**What is required**
If a line below contains the word "concrete", count it; give only the total.

· · · · · · ·

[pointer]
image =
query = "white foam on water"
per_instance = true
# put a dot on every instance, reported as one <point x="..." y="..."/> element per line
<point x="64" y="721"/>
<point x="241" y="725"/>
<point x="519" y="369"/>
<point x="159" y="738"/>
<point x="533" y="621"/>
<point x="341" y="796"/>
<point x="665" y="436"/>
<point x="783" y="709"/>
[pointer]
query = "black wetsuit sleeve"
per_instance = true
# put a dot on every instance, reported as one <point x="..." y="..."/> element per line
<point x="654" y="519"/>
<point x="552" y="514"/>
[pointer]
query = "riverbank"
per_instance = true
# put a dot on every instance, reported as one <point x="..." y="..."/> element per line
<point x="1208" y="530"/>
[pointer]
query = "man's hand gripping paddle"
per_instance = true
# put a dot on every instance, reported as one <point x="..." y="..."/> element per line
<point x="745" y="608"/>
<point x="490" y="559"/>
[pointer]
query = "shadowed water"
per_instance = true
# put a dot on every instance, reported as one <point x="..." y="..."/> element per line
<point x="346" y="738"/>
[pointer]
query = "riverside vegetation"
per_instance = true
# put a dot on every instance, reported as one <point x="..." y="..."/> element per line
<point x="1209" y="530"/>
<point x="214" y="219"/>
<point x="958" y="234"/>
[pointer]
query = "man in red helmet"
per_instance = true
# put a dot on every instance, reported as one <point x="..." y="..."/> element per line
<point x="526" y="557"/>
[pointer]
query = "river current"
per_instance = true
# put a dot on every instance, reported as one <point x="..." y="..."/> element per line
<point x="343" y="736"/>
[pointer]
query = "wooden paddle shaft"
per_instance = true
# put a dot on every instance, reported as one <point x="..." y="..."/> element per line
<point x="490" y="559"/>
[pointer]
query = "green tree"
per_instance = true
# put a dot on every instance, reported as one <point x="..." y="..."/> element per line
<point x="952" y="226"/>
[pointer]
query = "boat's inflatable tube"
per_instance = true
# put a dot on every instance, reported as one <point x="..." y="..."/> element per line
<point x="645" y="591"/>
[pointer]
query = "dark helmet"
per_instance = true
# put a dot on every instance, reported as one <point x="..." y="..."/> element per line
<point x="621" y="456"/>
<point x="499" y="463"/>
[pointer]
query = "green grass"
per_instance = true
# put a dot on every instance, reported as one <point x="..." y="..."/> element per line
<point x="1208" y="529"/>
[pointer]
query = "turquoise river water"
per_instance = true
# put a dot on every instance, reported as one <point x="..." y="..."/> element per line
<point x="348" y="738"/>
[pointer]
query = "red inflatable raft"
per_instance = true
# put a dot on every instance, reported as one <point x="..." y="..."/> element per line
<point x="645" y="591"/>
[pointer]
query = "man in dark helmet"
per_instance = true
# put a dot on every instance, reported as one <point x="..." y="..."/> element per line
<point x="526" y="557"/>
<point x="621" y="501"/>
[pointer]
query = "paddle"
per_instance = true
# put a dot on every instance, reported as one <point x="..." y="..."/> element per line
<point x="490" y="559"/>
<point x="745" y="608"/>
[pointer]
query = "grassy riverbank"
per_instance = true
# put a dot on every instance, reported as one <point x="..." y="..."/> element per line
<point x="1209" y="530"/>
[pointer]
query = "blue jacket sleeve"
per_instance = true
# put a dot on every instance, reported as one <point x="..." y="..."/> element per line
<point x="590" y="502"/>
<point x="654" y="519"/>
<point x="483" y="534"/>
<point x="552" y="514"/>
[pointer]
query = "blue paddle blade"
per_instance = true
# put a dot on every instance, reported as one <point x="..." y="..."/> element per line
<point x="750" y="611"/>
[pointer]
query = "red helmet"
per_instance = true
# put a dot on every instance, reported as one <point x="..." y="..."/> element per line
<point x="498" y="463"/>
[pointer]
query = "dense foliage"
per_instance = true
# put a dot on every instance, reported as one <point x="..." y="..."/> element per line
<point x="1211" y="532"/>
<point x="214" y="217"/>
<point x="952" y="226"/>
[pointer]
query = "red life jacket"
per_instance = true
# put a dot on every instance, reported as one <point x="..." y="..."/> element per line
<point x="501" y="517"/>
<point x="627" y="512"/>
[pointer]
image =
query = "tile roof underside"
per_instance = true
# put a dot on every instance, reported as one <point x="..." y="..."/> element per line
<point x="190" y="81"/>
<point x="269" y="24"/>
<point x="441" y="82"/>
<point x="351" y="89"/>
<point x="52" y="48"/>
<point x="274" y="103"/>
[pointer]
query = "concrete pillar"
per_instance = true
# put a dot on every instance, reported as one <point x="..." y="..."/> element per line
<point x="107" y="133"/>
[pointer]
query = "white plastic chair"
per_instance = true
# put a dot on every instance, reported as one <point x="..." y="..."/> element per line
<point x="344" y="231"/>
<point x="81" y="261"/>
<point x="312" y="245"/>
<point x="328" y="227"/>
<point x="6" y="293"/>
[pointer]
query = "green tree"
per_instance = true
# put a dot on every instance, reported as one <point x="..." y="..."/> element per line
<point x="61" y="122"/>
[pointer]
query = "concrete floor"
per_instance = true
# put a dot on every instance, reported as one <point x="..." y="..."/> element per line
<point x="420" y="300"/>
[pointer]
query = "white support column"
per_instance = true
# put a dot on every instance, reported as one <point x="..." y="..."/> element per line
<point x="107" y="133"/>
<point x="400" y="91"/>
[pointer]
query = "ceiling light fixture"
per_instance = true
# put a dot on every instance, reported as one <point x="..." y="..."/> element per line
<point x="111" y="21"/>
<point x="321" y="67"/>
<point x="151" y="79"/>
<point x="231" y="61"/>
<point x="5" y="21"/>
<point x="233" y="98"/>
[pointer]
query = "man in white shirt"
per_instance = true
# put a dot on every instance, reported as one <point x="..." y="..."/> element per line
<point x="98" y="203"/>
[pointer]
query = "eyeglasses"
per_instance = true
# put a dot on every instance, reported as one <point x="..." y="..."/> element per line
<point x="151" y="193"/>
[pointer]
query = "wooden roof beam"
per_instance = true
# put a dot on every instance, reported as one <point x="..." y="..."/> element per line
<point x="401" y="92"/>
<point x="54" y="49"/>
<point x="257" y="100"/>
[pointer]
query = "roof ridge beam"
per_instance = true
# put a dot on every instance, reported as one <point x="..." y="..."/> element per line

· · · · · · ·

**Result for this exercise**
2